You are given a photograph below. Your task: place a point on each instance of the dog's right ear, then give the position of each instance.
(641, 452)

--

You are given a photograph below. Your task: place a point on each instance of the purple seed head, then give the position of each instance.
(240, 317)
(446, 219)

--

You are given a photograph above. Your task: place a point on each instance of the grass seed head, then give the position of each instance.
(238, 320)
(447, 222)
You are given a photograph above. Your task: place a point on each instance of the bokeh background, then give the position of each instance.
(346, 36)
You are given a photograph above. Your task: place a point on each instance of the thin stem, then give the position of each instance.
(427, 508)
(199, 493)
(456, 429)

### WHAT THIS TASK INVOLVES:
Pull out each line in the preceding records that contains the word "above".

### RESULT OF THE EXERCISE:
You are given a photograph above. Your task: place a point on each instance of the grass seed head, then give the position of each instance.
You are given a photograph above. Your task: place a point on each instance of the bokeh background, then give the position of each instance.
You are given a photograph above. Your task: place a point on each instance of the thin stem, then give the position of each instance.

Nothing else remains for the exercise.